[Given instruction 1]
List every release model that the forum thread on the Carter Like Mike names.
[Given instruction 2]
Reproduce word for word the portion of the forum thread on the Carter Like Mike starting at "It makes a click" and ending at "say for sure.".

[Passage given]
..........
# carter like mike



## 3Dblackncamo (Jul 22, 2009)

any one tryed out the like mike? the price sure is high for a wrist strap release


----------



## stixshooter (Mar 18, 2006)

Well worth it !

http://www.archeryaddix.com/viewtopic.php?f=34&t=6358


----------



## 3Dblackncamo (Jul 22, 2009)

anybody tryed this release


----------



## viperarcher (Jul 6, 2007)

I have that release and I really like it !


----------



## introverted (Jan 2, 2009)

i thikn i'm going to have to buy that one


----------



## 3Dblackncamo (Jul 22, 2009)

any body have anything negative to say about this release,it sure is expensive


----------



## bucksnortinted (Aug 24, 2006)

your right it is exspensive


----------



## EMSBMR (May 22, 2008)

Your paying for quality, not a piece of junk. You get what you pay for. Especially if your concerned about accuracy.


----------



## elkmaster (Mar 1, 2004)

*Expensive?*

This is the highest quality, hands down, best index release ever made! If you could design a custom release and have it made by Carter just for you, this would be it! Look at it like that and it is not very expensive! If you are considering this release, don't hesitate to buy one, you will not be disapointed!


----------



## electricstart (Oct 17, 2006)

Have one ,used for a while . High quality ,great release.


----------



## insatiable (Feb 8, 2005)

TheLIke Mike is a great release but I still like my ONe shot better. I have the LIke mike set as much "hair trigger" as I can set it and my One shot is still more sensitive. Plus I like the curved trigger on the One shot more that the straight that the like mike has.


----------



## Lucian (Nov 26, 2009)

I'm still not trading in my 2 shot! Carter releases are all top shelf. Everyone has their own favorite Carter flavor it seems:usa2:


----------



## Caveman (Feb 22, 2003)

*a couple negatives*



3Dblackncamo said:


> any body have anything negative to say about this release,it sure is expensive


It is harder to set the trigger as to not feel trigger movement than the 2 shot. It has to be set right to the point of it almost going off during the draw.

It makes a click sound when you first start to pull back. First noticed it when I was hunting on one of those brisk quiet mornings. It seemed loud enough to alert a deer, but can't say for sure.
..........
Shape annotation entries:
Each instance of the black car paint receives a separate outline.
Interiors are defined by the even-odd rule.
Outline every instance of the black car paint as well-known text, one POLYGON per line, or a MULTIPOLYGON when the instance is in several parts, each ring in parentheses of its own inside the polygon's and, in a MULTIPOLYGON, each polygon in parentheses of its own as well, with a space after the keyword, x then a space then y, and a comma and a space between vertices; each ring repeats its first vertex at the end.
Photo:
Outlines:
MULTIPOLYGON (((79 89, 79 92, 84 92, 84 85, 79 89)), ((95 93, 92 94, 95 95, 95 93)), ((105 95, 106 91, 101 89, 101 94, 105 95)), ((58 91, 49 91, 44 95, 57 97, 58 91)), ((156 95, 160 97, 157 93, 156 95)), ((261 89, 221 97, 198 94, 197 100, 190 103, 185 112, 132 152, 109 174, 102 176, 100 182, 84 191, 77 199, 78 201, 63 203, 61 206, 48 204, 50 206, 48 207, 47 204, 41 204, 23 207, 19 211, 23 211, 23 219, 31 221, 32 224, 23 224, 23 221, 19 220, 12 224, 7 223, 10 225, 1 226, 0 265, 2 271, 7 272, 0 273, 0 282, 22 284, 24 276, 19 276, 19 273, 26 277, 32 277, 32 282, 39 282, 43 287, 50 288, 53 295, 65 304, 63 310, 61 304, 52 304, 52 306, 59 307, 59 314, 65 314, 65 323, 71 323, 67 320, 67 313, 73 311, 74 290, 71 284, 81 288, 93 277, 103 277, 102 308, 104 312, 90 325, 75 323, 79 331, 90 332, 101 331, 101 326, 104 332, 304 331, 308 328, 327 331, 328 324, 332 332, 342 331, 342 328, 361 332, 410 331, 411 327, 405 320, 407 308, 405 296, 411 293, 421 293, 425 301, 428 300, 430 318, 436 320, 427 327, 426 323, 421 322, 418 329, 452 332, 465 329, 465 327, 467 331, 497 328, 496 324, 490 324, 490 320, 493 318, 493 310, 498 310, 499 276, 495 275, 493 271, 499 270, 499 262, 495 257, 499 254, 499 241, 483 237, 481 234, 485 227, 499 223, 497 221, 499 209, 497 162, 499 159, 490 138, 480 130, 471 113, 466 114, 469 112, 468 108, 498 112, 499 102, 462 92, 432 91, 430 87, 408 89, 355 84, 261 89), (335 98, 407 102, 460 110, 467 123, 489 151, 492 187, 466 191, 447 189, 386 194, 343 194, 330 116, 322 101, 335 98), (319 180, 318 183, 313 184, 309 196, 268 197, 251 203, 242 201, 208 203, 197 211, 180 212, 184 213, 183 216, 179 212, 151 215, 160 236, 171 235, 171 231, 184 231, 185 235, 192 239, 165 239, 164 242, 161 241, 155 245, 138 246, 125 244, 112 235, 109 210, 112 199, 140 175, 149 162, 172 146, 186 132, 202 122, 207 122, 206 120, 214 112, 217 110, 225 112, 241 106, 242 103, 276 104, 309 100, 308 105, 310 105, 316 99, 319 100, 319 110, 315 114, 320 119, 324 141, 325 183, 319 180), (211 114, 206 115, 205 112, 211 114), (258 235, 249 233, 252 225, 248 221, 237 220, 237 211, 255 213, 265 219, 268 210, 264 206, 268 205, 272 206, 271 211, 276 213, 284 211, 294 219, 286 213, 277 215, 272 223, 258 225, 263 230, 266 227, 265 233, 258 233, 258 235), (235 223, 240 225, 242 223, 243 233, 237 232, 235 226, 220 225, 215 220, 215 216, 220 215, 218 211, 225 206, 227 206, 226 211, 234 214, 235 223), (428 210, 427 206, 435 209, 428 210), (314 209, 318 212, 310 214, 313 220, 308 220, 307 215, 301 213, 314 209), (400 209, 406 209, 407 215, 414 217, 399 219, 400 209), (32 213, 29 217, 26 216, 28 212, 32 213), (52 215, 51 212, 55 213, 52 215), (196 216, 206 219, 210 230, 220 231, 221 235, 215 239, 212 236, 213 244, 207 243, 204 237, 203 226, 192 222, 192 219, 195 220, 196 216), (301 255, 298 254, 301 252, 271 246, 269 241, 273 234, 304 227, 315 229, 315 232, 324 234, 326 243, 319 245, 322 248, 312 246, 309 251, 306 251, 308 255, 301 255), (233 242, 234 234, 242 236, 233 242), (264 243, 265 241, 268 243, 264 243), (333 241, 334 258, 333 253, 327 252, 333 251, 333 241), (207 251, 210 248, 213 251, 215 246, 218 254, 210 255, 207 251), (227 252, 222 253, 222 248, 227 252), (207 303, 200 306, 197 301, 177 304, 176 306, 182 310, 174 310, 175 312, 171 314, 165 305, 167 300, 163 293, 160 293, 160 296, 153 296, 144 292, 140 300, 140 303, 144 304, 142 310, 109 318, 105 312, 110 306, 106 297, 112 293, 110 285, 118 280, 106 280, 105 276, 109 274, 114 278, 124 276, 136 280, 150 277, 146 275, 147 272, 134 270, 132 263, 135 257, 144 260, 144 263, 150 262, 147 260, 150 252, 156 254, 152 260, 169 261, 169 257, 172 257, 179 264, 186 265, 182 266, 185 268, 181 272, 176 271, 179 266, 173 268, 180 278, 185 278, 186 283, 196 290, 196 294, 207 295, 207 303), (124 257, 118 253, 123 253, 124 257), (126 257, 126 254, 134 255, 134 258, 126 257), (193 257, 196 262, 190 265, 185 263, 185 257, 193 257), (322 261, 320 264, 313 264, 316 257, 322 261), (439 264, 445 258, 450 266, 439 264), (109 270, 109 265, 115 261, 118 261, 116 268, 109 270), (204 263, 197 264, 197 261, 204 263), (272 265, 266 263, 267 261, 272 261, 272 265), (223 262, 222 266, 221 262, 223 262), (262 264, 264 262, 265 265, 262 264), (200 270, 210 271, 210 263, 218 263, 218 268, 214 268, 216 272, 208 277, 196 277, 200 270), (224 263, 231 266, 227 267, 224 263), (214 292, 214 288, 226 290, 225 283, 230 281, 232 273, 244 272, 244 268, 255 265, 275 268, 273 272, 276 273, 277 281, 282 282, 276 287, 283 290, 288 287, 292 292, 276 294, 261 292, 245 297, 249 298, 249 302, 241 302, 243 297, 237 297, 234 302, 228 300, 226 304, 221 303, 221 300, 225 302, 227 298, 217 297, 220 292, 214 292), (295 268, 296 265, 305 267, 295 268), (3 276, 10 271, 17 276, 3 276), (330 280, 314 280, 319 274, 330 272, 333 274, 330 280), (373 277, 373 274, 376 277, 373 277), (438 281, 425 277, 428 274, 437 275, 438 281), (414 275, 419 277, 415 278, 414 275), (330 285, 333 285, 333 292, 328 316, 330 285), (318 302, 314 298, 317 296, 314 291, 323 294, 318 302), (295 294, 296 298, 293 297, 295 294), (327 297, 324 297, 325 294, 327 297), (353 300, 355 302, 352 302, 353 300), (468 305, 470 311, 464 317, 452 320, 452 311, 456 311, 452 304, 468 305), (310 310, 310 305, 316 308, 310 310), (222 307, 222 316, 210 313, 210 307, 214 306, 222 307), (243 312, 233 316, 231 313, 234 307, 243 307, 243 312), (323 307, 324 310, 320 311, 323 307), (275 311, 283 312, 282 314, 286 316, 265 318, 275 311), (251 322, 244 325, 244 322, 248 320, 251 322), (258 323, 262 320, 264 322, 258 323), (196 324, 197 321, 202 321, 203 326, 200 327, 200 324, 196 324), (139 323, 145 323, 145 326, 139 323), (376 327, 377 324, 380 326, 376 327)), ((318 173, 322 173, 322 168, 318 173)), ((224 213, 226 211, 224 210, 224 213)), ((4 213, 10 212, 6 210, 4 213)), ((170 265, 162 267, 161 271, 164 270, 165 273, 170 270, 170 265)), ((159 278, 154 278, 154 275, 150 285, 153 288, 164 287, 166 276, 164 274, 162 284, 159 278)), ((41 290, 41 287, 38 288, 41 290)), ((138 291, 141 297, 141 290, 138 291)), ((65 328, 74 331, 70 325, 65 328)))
..........
[Exercise solution 1]
Like Mike, One shot, 2 shot

[Exercise solution 2]
It makes a click sound when you first start to pull back. First noticed it when I was hunting on one of those brisk quiet mornings. It seemed loud enough to alert a deer, but can't say for sure.